-- start Records for this exercise --

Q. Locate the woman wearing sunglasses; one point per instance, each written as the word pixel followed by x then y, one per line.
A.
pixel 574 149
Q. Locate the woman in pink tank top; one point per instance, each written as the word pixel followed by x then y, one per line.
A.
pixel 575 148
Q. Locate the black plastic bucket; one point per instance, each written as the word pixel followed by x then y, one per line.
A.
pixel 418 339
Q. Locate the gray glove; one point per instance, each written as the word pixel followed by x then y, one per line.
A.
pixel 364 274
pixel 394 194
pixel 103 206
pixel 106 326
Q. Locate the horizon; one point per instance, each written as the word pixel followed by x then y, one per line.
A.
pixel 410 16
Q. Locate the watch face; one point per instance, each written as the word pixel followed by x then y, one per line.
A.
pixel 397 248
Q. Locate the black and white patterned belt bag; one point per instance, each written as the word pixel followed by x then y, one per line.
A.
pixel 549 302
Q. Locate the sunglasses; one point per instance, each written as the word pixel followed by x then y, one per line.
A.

-- end Records for this exercise --

Copy out all of the entries above, changing each "Locate" to "Mark" and keeping everything else the same.

Q. Mark the woman wearing sunglasses; one point per instance, each written as the word pixel followed by x then y, one per line.
A.
pixel 574 149
Q. Mark the woman in pink tank top; one point per instance, each written as the word pixel followed by x then y, one per line.
A.
pixel 575 148
Q. Mark the black plastic bucket; one point per instance, each written as the word pixel followed by x then y, one per line.
A.
pixel 418 339
Q. Mark the gray glove; one point per instance, each written as the word pixel followed by x then y, one per line.
A.
pixel 364 274
pixel 394 194
pixel 103 206
pixel 106 326
Q. Mark the horizon; one point per instance, each written as the word pixel followed by x then y, one per line.
A.
pixel 410 16
Q. Mark the watch face; one point per instance, each written as the word pixel followed by x then y, one per line.
A.
pixel 397 248
Q. Mark the black and white patterned belt bag; one point per instance, each written as the word pixel followed by x then y, one per line.
A.
pixel 549 302
Q. Mark the sunglasses; one point per instance, each written as the word pixel followed by x then y, one per line.
A.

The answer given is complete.